▸ **Supplied text**:
If there were an Olympic event for regulatory whiplash, the phrase “waters of the United States”, or WOTUS, would already have a gold medal, a sponsorship deal, and probably its own documentary. Few phrases in environmental law have caused more confusion for farmers, builders, manufacturers, landowners, conservationists, and government staff. Now the U.S. Environmental Protection Agency and the Department of the Army are trying once again to redraw the line.
In late 2025, the agencies proposed a new rule to revise the definition of waters of the United States under the Clean Water Act. The stated goal is straightforward enough: fully implement the Supreme Court’s 2023 decision in Sackett v. EPA, reduce confusion, and create a definition that regulators and the regulated public can actually use without needing a philosophy seminar and a wetland consultant every Tuesday. The bigger question is whether the proposal truly delivers clarity, or simply narrows federal jurisdiction so much that major streams and wetlands are left to a patchwork of state rules.
This proposed WOTUS rewrite matters because the definition determines where federal Clean Water Act protections apply. It affects permits for dredging and filling wetlands, discharges to surface waters, project timelines, compliance costs, and the reach of environmental enforcement. It also affects how much responsibility shifts to states and tribes. Supporters say the proposal is a long-overdue correction that follows the law and respects property rights. Critics say it could leave more waters vulnerable to pollution and destruction. Both sides, for once, agree on one thing: the stakes are huge.
What “Waters of the United States” Actually Means
WOTUS is the legal gateway to federal jurisdiction under the Clean Water Act. If a river, stream, lake, wetland, or similar water feature counts as a water of the United States, then certain federal permitting and pollution-control requirements kick in. If it does not, federal jurisdiction may disappear, even though state or tribal law may still apply.
That line matters in the real world. A developer planning a subdivision, a farmer cleaning a ditch, a mining company expanding operations, a pipeline builder crossing a wet area, or a municipality upgrading drainage infrastructure may all need to know whether a particular feature is federally protected. If the answer is yes, permitting can take longer and cost more. If the answer is no, the project may move faster, but environmental safeguards may depend more heavily on state, tribal, or local rules.
The trouble is that Congress used broad language in the Clean Water Act, and the courts have spent decades arguing about what that language covers. Wetlands next to streams, intermittent tributaries, ditches, isolated waters, and interstate features have all become part of the legal tug-of-war. WOTUS has been revised multiple times across administrations, challenged in court repeatedly, and interpreted differently depending on where you live. That is not a recipe for confidence. It is a recipe for migraines.
Why EPA and the Army Are Rewriting the Rule Again
The immediate driver is the Supreme Court’s decision in Sackett v. EPA. In that case, the Court rejected the broader “significant nexus” test and held that the Clean Water Act extends only to wetlands that are, as a practical matter, indistinguishable from covered waters because they have a continuous surface connection to those waters. Put less like a judicial opinion and more like plain English: if the wetland does not really touch the covered water in a way that makes the boundary hard to see, federal jurisdiction becomes much harder to claim.

▸ **Dataset records**:
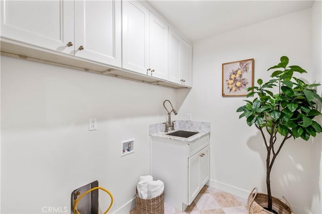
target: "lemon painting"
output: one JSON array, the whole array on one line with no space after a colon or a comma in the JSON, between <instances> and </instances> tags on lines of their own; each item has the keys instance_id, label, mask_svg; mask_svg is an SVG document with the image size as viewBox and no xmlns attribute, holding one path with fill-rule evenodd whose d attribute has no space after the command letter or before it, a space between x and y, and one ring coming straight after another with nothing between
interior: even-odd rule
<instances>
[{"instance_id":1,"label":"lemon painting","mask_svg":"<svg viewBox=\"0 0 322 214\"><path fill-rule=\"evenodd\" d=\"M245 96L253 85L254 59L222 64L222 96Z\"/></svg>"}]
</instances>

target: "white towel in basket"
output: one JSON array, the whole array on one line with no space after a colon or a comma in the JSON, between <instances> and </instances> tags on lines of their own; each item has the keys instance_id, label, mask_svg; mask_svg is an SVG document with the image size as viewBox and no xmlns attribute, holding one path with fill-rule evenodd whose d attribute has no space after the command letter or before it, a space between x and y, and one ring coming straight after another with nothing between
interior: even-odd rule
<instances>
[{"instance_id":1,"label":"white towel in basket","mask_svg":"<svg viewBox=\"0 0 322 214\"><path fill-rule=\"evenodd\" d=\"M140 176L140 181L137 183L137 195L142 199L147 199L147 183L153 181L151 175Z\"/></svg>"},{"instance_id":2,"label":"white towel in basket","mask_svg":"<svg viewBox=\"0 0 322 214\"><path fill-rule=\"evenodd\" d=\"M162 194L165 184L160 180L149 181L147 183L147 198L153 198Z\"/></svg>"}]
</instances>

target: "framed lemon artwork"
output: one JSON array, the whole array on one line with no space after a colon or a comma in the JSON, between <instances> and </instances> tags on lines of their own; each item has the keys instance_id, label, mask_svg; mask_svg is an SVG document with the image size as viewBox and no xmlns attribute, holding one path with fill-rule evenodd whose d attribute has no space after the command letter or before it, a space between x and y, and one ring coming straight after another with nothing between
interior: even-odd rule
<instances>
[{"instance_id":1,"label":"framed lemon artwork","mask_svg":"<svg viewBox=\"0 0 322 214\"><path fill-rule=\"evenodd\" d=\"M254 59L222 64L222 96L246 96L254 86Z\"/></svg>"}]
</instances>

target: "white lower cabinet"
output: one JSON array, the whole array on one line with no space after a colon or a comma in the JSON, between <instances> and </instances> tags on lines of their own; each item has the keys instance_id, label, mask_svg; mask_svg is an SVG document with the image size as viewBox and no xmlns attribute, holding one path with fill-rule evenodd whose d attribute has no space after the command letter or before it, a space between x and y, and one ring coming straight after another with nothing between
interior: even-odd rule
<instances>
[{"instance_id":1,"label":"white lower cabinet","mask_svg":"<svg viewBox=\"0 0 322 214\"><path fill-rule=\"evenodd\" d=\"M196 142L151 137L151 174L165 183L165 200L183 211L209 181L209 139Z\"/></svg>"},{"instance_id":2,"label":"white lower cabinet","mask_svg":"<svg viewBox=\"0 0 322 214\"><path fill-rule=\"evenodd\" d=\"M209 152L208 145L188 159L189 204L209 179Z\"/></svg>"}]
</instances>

---

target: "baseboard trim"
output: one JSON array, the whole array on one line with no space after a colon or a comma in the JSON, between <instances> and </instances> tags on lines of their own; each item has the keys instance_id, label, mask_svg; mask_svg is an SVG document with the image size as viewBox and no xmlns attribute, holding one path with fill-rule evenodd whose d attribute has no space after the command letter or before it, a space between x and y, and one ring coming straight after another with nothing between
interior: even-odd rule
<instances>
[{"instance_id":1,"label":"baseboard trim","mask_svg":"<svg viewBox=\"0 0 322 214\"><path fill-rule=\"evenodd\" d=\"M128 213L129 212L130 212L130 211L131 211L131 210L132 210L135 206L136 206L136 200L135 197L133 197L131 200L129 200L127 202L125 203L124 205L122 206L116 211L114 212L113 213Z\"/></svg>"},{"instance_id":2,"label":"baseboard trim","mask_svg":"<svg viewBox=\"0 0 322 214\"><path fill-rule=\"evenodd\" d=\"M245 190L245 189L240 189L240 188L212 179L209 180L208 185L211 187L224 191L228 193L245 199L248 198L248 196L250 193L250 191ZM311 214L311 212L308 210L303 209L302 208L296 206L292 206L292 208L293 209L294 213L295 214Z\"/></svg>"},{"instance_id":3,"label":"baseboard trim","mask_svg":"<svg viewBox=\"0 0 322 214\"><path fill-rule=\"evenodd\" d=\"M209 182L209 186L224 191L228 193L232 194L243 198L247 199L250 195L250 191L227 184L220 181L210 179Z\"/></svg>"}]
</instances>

▸ **Directions**:
1) Which parties in the WOTUS text might need to know whether a particular feature is federally protected? List each with the activity given for it.
2) Answer these questions from the WOTUS text:
(a) Which two agencies are trying once again to redraw the line?
(b) What is the name of the Supreme Court's 2023 decision that the proposed rule aims to fully implement?
(c) Which test did the Court reject in that decision?
Answer from the WOTUS text alone.

▸ **Solved tasks**:
1)
- A developer planning a subdivision
- A farmer cleaning a ditch
- A mining company expanding operations
- A pipeline builder crossing a wet area
- A municipality upgrading drainage infrastructure

2)
(a) The U.S. Environmental Protection Agency and the Department of the Army
(b) Sackett v. EPA
(c) The "significant nexus" test